Exercise aim:
Without changing anything, reproduce every record below.

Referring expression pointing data
⟨

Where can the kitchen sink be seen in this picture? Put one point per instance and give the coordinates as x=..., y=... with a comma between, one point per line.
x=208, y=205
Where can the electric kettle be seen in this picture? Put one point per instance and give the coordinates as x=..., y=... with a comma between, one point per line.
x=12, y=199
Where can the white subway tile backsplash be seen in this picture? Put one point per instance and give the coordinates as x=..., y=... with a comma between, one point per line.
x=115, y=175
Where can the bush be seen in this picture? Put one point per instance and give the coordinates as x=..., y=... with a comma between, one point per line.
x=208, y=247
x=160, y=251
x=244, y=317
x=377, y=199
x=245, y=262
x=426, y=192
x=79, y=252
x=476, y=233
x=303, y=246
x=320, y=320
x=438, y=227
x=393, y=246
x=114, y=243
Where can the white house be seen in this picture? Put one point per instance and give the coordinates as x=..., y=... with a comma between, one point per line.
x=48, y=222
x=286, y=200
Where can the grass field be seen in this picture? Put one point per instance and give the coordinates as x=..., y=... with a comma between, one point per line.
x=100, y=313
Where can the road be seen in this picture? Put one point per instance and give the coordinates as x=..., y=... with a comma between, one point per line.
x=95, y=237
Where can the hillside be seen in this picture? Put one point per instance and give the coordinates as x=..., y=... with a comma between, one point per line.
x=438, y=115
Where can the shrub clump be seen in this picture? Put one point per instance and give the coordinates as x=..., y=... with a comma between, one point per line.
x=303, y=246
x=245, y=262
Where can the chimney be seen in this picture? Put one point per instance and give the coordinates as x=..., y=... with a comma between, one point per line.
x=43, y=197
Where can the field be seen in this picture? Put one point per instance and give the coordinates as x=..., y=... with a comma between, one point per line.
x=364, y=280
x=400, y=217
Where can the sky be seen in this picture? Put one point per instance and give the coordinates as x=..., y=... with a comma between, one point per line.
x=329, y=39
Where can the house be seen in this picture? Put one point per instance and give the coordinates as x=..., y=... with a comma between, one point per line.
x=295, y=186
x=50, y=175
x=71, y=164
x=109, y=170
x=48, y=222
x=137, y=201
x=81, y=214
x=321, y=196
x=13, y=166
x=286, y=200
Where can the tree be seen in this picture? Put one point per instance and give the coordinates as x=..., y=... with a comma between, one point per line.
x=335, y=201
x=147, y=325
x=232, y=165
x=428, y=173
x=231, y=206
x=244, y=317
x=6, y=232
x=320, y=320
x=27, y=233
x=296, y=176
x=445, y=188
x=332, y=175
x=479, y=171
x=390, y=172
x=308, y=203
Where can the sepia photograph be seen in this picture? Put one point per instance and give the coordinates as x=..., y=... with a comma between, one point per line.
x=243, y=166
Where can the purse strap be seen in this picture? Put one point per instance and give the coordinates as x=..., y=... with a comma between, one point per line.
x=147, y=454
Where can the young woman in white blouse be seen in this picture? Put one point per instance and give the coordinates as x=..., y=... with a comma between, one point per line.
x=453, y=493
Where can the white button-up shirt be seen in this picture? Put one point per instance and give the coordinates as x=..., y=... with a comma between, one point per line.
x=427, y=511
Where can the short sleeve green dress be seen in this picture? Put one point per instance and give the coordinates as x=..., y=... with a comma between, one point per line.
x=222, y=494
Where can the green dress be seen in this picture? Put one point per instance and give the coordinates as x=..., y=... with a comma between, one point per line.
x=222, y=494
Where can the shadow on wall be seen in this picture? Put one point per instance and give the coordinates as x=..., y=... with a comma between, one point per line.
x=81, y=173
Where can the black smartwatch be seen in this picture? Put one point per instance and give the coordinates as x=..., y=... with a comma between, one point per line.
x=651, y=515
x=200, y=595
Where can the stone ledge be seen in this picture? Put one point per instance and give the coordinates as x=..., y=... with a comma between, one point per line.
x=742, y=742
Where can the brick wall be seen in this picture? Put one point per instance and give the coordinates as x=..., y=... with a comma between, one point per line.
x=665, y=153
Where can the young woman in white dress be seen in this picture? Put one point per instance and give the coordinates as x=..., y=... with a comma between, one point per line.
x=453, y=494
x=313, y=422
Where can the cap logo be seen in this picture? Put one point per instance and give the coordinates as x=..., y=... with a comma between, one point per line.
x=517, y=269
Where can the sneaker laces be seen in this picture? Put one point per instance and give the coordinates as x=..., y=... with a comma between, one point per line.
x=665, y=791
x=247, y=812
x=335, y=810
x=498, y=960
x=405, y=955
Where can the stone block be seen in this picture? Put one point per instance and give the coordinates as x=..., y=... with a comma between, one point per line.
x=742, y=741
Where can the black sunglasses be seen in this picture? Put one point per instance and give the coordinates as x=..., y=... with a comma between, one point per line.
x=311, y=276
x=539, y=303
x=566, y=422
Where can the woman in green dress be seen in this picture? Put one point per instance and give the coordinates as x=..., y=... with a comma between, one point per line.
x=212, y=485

⟩

Output for this task:
Where can the kitchen sink be seen in this picture? Put one point per instance and give the coordinates as x=..., y=... with a comma between, one point per line.
x=208, y=205
Where can the electric kettle be seen in this picture? Put one point per instance and give the coordinates as x=..., y=... with a comma between, one point per line.
x=12, y=199
Where can the white subway tile backsplash be seen in this picture? Put one point per instance and give the coordinates as x=..., y=... with a comma between, one point per line.
x=115, y=175
Where can the bush be seen in this picture? Put one point per instance and give the coordinates as x=..., y=... with a comma between, one point per line.
x=208, y=247
x=160, y=251
x=244, y=317
x=377, y=199
x=245, y=262
x=426, y=192
x=79, y=252
x=476, y=233
x=303, y=246
x=320, y=320
x=438, y=227
x=393, y=246
x=114, y=243
Where can the white house be seen in this picture? Put one point per instance and give the coordinates as x=..., y=... with a comma between, one point per line.
x=48, y=222
x=286, y=200
Where can the grass field be seen in this picture? Put one point per instance and give the coordinates as x=..., y=... with a comma between, one point per line.
x=100, y=313
Where can the road be seen in this picture? Put one point per instance and give the coordinates as x=..., y=... with a comma between, one point per line.
x=95, y=237
Where can the hillside be seen in this picture? Put one point per instance and give the coordinates as x=..., y=... with a comma between, one point per line.
x=438, y=115
Where can the shrub clump be seen in this picture? Put one point per instance and give the coordinates as x=..., y=... with a comma between, one point per line.
x=303, y=246
x=245, y=262
Where can the chimney be seen in this picture? Put one point per instance and give the coordinates as x=..., y=... with a comma between, one point per line.
x=43, y=197
Where can the field be seen in this picture? Put one point per instance and give the coordinates as x=..., y=... with a comma between, one point per line.
x=364, y=280
x=400, y=217
Where can the sky be seen in this picture? Put one point per instance and give the coordinates as x=..., y=... with a comma between, one point per line.
x=329, y=39
Where can the house be seen in this picture? Put one point per instance and give the coordinates as x=..., y=... with a comma between, one point per line.
x=295, y=186
x=50, y=175
x=71, y=164
x=109, y=170
x=48, y=222
x=137, y=201
x=81, y=214
x=321, y=196
x=13, y=166
x=286, y=200
Where can the tree be seen in this picture? Put one point per instance and give the coordinates as x=..., y=... with a comma between, one point per line.
x=335, y=201
x=147, y=325
x=232, y=165
x=428, y=173
x=231, y=206
x=244, y=317
x=6, y=232
x=320, y=320
x=27, y=233
x=296, y=176
x=445, y=188
x=332, y=175
x=479, y=171
x=390, y=172
x=308, y=203
Where can the sepia photograph be seen in this picture? Put one point per instance and give the coordinates as x=..., y=... with a comma between, one point per line.
x=243, y=166
Where can the purse strap be seen in this picture? Put one point per instance and give the coordinates as x=..., y=... with a comma between, one point per line.
x=147, y=454
Where can the young woman in white blouse be seen in this picture? Put one point per instance and give the coordinates as x=..., y=... with a comma between, one point per line.
x=453, y=493
Where can the white button-up shirt be seen in this picture? Put one point per instance and give the coordinates as x=..., y=... with a comma between, one point per line.
x=427, y=511
Where can the short sleeve green dress be seen in this picture? Put one point per instance and give the coordinates as x=..., y=... with a comma between, one point per line.
x=222, y=494
Where can the green dress be seen in this picture? Put one point per instance and give the coordinates as x=..., y=... with a comma between, one point per line.
x=222, y=494
Where can the shadow on wall be seen in this picture? Put one point per instance and give the coordinates as x=..., y=... with a comma between, one point per line.
x=81, y=173
Where can the black smartwatch be seen in this picture? Put one point per instance and give the coordinates as x=..., y=... with a comma between, one point per line.
x=651, y=515
x=200, y=595
Where can the stone ledge be seen in this picture? Put one point per instance and give the coordinates as x=..., y=... with a comma between, one point per line.
x=742, y=742
Where can the brick wall be seen in this picture? Put one point per instance and give the coordinates as x=..., y=... with a comma between, one point per line.
x=665, y=153
Where can the young woman in white dress be seen in this picture? Put one point per instance and give the coordinates as x=..., y=... with a comma between, one point per line.
x=453, y=494
x=313, y=422
Where can the cap logo be seen in this picture? Put one point per instance and give the coordinates as x=..., y=... with a comma between, one point per line.
x=517, y=269
Where can the sneaker laces be seen in this picture? Put one point per instance and give the coordinates as x=..., y=... with a comma between, one point per line.
x=665, y=791
x=247, y=812
x=335, y=810
x=498, y=960
x=405, y=955
Where can the stone block be seen in this picture? Put one point per instance and give the coordinates as x=..., y=... with a comma between, one point per line.
x=742, y=741
Where can the black sunglasses be seen in this picture? Put one point per instance and give the coordinates as x=..., y=... with a comma between, one point per line.
x=311, y=276
x=539, y=303
x=566, y=422
Where can the woman in green dress be seen in this picture? Put one point per instance and give the coordinates as x=..., y=... with a comma between, one point per line.
x=212, y=485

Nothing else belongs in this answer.